* [TASK GOAL] According to the Oregon overview, why is the state's economy powered by various forms of agriculture and hydroelectric power?

* [DOCUMENT SEGMENT]
┌────────

Oregon is one of the most geographically diverse states in the U. S. marked by volcanoes, abundant bodies of water, dense evergreen and mixed forests, as well as high deserts and semi-arid shrublands. At 11,249 feet, Mount Hood, a stratovolcano, is the state's highest point. Oregon's only national park, Crater Lake National Park, comprises the caldera surrounding Crater Lake, the deepest lake in the United States; the state is home to the single largest organism in the world, Armillaria ostoyae, a fungus that runs beneath 2,200 acres of the Malheur National Forest. Because of its diverse landscapes and waterways, Oregon's economy is powered by various forms of agriculture and hydroelectric power. Oregon is the top timber producer of the contiguous United States, the timber industry dominated the state's economy in the 20th century. Technology is another one of Oregon's major economic forces, beginning in the 1970s with the establishment of the Silicon Forest and the expansion of Tektronix and Intel.
Sportswear company Nike, Inc. headquartered in Beaverton, is the state's largest public corporation with an annual revenue of $30.6 billion. The earliest evidence of the name Oregon has Spanish origins; the term "orejón" comes from the historical chronicle Relación de la Alta y Baja California written by the new Spaniard Rodrigo Montezuma and made reference to the Columbia River when the Spanish explorers penetrated into the actual North American territory that became part of the Viceroyalty of New Spain. This chronicle is the first topographical and linguistic source with respect to the place name Oregon. There are two other sources with Spanish origins, such as the name Oregano, which grows in the southern part of the region, it is most probable that the American territory was named by the Spaniards, as there are some populations in Spain such as "Arroyo del Oregón" considering that the individualization in Spanish language "El Orejón" with the mutation of the letter "g" instead of "j". Another early use of the name, spelled Ouragon, was in a 1765 petition by Major Robert Rogers to the Kingdom of Great Britain.
The term referred to the then-mythical River of the West. By 1778, the spelling had shifted to Oregon. In his 1765 petition, Rogers wrote: The rout...is from the Great Lakes towards the Head of the Mississippi, from thence to the River called by the Indians Ouragon... One theory is that the name comes from the French word ouragan, applied to the River of the West based on Native American tales of powerful Chinook winds on the lower Columbia River, or from firsthand French experience with the Chinook winds of the Great Plains. At the time, the River of the West was thought to rise in western Minnesota and flow west through the Great Plains. Joaquin Miller explained in Sunset magazine, in 1904, how Oregon's name was derived: The name, Oregon, is rounded down phonetically, from Ouve água—Oragua, Or-a-gon, Oregon—given by the same Portuguese navigator that named the Farallones after his first officer, it in a large way, means cascades:'Hear the waters.' You should steam up the Columbia and hear and feel the waters falling out of the clouds of Mount Hood to understand the full meaning of the name Ouve a água, Oregon.

└────────

* [Excerpts of location labeling data]

┌────────

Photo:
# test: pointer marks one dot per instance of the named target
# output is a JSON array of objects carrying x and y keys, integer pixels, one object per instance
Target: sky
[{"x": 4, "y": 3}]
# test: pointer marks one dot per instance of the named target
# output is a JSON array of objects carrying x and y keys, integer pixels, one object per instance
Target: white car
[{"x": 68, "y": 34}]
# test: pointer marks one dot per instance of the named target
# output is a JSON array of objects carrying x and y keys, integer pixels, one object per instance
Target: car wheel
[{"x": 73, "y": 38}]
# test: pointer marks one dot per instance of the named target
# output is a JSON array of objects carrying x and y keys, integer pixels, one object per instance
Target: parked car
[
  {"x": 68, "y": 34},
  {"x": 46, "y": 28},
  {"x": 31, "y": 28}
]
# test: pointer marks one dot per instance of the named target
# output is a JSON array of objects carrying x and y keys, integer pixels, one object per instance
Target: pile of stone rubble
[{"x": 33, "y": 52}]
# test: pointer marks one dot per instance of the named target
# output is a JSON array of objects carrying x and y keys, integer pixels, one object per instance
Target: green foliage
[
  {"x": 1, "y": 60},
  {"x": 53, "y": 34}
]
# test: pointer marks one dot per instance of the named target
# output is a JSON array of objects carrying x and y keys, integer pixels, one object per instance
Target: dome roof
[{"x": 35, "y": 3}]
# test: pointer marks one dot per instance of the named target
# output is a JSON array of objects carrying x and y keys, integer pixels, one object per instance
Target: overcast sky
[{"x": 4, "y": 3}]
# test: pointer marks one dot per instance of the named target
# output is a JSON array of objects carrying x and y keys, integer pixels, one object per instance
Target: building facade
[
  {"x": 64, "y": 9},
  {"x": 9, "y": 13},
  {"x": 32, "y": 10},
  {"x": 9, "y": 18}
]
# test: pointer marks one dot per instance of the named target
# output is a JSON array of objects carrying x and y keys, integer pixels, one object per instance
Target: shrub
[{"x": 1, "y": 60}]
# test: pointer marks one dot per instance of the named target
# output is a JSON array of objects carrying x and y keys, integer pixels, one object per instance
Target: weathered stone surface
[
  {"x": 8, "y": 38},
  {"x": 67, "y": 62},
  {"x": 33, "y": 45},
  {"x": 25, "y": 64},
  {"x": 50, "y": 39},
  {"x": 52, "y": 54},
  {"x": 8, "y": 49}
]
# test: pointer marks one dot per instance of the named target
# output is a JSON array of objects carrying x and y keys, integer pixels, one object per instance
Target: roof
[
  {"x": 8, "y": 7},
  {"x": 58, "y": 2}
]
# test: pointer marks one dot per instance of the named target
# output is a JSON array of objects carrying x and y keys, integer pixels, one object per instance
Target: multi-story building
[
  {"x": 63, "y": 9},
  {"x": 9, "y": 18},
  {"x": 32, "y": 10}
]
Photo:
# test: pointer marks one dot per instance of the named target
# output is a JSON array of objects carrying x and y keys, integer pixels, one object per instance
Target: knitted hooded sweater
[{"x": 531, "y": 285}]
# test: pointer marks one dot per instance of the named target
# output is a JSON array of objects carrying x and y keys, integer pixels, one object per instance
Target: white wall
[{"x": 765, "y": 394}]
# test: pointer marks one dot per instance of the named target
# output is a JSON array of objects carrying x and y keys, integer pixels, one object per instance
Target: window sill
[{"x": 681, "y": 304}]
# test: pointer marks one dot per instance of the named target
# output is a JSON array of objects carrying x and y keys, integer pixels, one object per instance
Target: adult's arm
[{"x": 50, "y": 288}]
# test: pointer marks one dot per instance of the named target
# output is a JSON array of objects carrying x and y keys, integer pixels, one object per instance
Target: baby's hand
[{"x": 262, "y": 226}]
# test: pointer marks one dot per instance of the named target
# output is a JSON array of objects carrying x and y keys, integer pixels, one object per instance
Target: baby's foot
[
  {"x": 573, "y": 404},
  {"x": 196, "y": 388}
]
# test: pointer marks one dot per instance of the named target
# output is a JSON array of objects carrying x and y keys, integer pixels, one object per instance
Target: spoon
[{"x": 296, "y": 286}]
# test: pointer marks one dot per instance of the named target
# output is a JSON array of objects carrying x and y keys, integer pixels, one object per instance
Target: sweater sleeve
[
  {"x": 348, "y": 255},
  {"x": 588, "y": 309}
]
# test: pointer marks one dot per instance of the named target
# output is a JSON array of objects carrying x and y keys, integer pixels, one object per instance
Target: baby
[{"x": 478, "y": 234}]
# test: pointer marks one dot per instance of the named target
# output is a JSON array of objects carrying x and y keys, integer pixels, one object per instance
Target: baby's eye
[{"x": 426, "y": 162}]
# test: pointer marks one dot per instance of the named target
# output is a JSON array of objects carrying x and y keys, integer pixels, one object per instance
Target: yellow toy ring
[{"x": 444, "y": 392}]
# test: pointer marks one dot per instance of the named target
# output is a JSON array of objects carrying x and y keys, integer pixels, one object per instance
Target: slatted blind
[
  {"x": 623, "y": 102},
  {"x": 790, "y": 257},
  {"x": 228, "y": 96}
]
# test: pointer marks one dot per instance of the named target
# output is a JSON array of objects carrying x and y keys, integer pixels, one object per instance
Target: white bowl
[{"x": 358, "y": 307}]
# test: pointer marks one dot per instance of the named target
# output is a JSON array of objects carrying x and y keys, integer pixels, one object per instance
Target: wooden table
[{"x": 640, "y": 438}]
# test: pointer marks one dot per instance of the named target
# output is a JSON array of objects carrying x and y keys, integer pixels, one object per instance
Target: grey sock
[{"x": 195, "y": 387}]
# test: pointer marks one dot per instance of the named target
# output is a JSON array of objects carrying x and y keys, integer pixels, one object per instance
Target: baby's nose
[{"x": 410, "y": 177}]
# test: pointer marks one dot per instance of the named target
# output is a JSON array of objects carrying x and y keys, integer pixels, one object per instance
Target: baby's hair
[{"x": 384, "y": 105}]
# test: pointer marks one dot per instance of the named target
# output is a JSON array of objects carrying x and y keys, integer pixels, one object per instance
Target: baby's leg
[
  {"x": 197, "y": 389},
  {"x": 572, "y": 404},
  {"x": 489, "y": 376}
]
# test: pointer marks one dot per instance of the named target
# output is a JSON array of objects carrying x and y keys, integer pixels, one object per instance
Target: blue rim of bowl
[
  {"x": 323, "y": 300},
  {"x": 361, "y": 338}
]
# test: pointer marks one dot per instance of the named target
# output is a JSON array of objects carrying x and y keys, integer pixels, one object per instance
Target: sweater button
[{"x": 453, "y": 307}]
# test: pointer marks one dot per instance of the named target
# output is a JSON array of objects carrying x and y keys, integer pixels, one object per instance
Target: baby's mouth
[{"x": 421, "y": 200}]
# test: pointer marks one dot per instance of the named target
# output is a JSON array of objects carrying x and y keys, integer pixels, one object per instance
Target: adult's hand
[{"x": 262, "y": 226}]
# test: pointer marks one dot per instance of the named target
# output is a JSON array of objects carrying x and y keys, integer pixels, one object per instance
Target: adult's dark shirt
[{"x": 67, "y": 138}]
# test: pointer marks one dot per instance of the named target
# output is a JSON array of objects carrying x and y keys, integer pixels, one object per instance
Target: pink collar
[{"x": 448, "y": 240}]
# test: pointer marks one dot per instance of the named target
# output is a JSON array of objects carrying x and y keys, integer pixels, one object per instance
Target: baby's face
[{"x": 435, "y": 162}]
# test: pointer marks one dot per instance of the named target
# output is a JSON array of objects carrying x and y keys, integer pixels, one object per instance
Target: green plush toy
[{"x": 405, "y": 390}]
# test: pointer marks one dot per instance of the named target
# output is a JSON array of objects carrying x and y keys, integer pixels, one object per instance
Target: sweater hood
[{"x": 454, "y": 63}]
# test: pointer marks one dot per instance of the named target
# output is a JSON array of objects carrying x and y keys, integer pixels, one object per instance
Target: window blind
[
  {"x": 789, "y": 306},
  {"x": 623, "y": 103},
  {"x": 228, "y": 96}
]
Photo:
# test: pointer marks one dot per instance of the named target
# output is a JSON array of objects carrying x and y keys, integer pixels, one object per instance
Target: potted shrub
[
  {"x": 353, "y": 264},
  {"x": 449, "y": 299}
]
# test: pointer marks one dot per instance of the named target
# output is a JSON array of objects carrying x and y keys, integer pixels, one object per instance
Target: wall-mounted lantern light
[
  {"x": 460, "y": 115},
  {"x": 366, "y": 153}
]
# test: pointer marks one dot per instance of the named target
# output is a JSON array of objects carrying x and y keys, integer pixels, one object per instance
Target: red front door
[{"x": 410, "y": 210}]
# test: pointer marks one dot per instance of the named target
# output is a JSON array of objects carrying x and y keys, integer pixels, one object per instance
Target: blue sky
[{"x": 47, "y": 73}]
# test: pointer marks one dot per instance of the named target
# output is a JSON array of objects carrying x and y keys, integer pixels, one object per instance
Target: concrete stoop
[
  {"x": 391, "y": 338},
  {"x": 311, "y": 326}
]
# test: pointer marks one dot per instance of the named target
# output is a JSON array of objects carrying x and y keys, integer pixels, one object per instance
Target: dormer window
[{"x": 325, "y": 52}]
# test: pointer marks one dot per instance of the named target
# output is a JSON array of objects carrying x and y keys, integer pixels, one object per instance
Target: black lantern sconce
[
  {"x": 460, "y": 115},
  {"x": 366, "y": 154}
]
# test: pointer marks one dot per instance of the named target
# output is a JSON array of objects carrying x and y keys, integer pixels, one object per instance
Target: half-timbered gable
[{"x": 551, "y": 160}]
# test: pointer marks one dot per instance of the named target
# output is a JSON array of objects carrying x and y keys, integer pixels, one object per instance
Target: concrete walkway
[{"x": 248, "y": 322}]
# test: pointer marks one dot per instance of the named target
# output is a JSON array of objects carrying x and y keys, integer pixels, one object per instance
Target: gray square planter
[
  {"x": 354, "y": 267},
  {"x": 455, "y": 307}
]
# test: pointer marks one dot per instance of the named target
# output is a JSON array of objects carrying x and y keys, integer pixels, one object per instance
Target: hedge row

└────────

* [FULL RESPONSE] The overview attributes this to Oregon's diverse landscapes and waterways.